◆ WHAT TO PRODUCE ◆
Can you rewrite the rows below with every "mark the region of the" changed to "outline the area of the" and everything else left as it is?
▬▬▬▬▬▬
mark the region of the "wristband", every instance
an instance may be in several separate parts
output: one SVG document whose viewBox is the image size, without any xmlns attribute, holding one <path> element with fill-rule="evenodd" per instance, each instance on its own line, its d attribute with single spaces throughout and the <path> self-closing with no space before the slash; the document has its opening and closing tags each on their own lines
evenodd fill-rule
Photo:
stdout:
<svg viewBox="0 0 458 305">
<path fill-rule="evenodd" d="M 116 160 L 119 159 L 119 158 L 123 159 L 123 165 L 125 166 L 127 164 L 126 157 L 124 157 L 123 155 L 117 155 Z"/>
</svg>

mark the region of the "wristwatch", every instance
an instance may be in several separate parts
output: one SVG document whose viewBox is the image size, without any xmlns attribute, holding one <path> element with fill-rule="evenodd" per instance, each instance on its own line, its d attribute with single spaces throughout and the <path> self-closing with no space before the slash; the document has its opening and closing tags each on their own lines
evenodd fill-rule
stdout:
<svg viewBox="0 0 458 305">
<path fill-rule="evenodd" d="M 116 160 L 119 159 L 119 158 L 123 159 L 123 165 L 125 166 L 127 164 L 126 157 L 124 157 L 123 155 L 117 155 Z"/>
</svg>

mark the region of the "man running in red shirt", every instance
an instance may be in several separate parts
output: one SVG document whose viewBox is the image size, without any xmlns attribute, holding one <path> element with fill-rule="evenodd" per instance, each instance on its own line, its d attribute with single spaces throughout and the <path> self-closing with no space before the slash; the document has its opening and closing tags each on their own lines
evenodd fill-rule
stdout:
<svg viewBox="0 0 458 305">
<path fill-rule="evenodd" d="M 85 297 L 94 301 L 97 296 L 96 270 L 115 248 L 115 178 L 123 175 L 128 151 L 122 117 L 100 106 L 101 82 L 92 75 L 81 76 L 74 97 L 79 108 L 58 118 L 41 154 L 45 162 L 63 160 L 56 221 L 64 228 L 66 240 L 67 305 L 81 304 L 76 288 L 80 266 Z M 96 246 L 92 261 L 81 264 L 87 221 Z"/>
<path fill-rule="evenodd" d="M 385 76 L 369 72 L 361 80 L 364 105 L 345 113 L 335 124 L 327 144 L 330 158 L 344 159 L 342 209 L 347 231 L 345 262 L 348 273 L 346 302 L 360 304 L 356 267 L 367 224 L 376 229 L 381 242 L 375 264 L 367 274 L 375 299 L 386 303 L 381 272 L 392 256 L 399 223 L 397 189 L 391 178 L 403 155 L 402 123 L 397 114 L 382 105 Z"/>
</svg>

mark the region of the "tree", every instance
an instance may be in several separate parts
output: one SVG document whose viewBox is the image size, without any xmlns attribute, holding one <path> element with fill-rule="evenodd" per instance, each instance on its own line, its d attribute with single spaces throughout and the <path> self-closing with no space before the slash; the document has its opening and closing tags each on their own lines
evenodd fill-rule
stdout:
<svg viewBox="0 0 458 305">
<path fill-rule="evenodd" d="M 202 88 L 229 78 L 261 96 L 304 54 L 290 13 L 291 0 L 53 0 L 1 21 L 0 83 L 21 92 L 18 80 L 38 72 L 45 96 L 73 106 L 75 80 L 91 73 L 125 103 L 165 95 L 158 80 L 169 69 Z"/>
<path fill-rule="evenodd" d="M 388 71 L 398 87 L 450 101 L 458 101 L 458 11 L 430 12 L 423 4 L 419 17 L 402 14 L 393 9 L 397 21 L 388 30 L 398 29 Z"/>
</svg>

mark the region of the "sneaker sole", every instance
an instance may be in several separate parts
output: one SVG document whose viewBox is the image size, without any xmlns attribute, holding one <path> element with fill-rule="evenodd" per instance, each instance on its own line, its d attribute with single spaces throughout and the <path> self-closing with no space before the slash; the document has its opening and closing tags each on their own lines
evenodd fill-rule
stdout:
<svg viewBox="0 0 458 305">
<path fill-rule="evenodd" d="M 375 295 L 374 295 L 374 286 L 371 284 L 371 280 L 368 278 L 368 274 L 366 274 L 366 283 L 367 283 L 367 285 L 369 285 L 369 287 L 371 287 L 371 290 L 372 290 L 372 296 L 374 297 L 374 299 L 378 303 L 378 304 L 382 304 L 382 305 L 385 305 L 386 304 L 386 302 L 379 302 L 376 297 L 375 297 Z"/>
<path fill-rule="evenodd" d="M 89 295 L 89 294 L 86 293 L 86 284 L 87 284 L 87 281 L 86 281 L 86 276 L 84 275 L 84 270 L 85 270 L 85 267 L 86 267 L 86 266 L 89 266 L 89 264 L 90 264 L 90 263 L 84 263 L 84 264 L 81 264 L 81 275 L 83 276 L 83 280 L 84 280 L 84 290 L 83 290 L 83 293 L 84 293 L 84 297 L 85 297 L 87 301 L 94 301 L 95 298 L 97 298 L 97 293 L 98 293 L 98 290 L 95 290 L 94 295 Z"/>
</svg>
▬▬▬▬▬▬
◆ RIGHT ANSWER ◆
outline the area of the "wristband", every instance
an instance may be in several separate parts
output: one SVG document whose viewBox is the image size, without any xmlns attribute, holding one <path> element with fill-rule="evenodd" per instance, each instance on its own line, its d attribute with single spaces throughout and the <path> self-closing with no space before the slash; the document has its opening and closing tags each on their own lines
evenodd fill-rule
Photo:
stdout:
<svg viewBox="0 0 458 305">
<path fill-rule="evenodd" d="M 116 160 L 119 159 L 119 158 L 123 159 L 123 165 L 125 166 L 127 164 L 126 157 L 124 157 L 123 155 L 117 155 Z"/>
</svg>

outline the area of the "wristwatch", every instance
an instance may be in several separate parts
output: one SVG document whose viewBox is the image size, without any xmlns attribute, holding one <path> element with fill-rule="evenodd" per instance, each instance on its own line, its d attribute with single spaces throughout and the <path> self-closing with no space before the slash; the document has its opening and closing tags each on their own lines
evenodd fill-rule
stdout:
<svg viewBox="0 0 458 305">
<path fill-rule="evenodd" d="M 116 160 L 119 159 L 119 158 L 123 159 L 123 165 L 125 166 L 127 164 L 126 157 L 124 157 L 123 155 L 117 155 Z"/>
</svg>

outline the area of the "man running in red shirt", every instance
an instance may be in several separate parts
output: one SVG document whose viewBox is the image size, without any xmlns attribute, holding one <path> element with fill-rule="evenodd" per instance, each instance on its own line, its d attribute with single spaces throughout and the <path> self-closing with no space before the slash; the document has its opening and closing tags each on their own lines
evenodd fill-rule
stdout:
<svg viewBox="0 0 458 305">
<path fill-rule="evenodd" d="M 85 297 L 94 301 L 97 296 L 96 270 L 115 248 L 115 178 L 123 175 L 128 151 L 122 117 L 100 106 L 101 82 L 92 75 L 81 76 L 74 97 L 79 108 L 58 118 L 41 154 L 45 162 L 63 160 L 56 221 L 64 228 L 66 240 L 67 305 L 81 304 L 76 288 L 80 266 Z M 96 246 L 92 261 L 81 264 L 87 221 Z"/>
<path fill-rule="evenodd" d="M 385 76 L 369 72 L 361 80 L 364 105 L 345 113 L 335 124 L 327 144 L 330 158 L 344 159 L 342 209 L 347 231 L 345 262 L 348 273 L 346 302 L 360 304 L 356 267 L 367 224 L 376 229 L 381 242 L 375 264 L 367 274 L 375 299 L 386 303 L 381 272 L 392 256 L 399 223 L 397 189 L 391 178 L 403 155 L 402 123 L 397 114 L 382 105 Z"/>
</svg>

outline the area of the "tree", every instance
an instance may be in several separate parts
output: one SVG document whose viewBox is the image size, without any xmlns attribute, holding one <path> element with fill-rule="evenodd" per instance, each instance on its own line, its d attribute with single spaces throughout and the <path> self-closing with no space before the slash; the document has its opening and closing tags each on their own lines
evenodd fill-rule
stdout:
<svg viewBox="0 0 458 305">
<path fill-rule="evenodd" d="M 202 88 L 229 78 L 261 96 L 304 54 L 290 13 L 291 0 L 53 0 L 1 21 L 0 83 L 21 92 L 18 80 L 38 72 L 45 96 L 73 106 L 75 80 L 91 73 L 125 103 L 165 95 L 158 80 L 169 69 Z"/>
<path fill-rule="evenodd" d="M 388 71 L 398 87 L 450 101 L 458 101 L 458 11 L 430 12 L 423 4 L 419 17 L 402 14 L 393 9 L 397 21 L 388 30 L 398 29 Z"/>
</svg>

outline the area of the "sneaker sole", every instance
an instance may be in several separate parts
output: one SVG document whose viewBox is the image size, without any xmlns attribute, holding one <path> element with fill-rule="evenodd" per instance, each instance on its own line, its d attribute with single spaces throughout and the <path> self-closing with no space before the slash; the document has its opening and closing tags each on their own lines
evenodd fill-rule
stdout:
<svg viewBox="0 0 458 305">
<path fill-rule="evenodd" d="M 375 295 L 374 295 L 374 286 L 371 284 L 371 280 L 368 278 L 368 274 L 366 274 L 366 283 L 367 283 L 367 285 L 369 285 L 369 287 L 371 287 L 371 290 L 372 290 L 372 296 L 374 297 L 374 299 L 378 303 L 378 304 L 382 304 L 382 305 L 385 305 L 386 304 L 386 302 L 379 302 L 376 297 L 375 297 Z"/>
<path fill-rule="evenodd" d="M 89 295 L 89 294 L 86 293 L 86 284 L 87 284 L 87 281 L 86 281 L 86 276 L 84 275 L 84 270 L 85 270 L 85 267 L 86 267 L 86 266 L 89 266 L 89 264 L 90 264 L 90 263 L 84 263 L 84 264 L 81 264 L 81 275 L 83 276 L 83 280 L 84 280 L 84 290 L 83 290 L 83 293 L 84 293 L 84 297 L 85 297 L 87 301 L 94 301 L 95 298 L 97 298 L 97 293 L 98 293 L 98 290 L 95 290 L 94 295 Z"/>
</svg>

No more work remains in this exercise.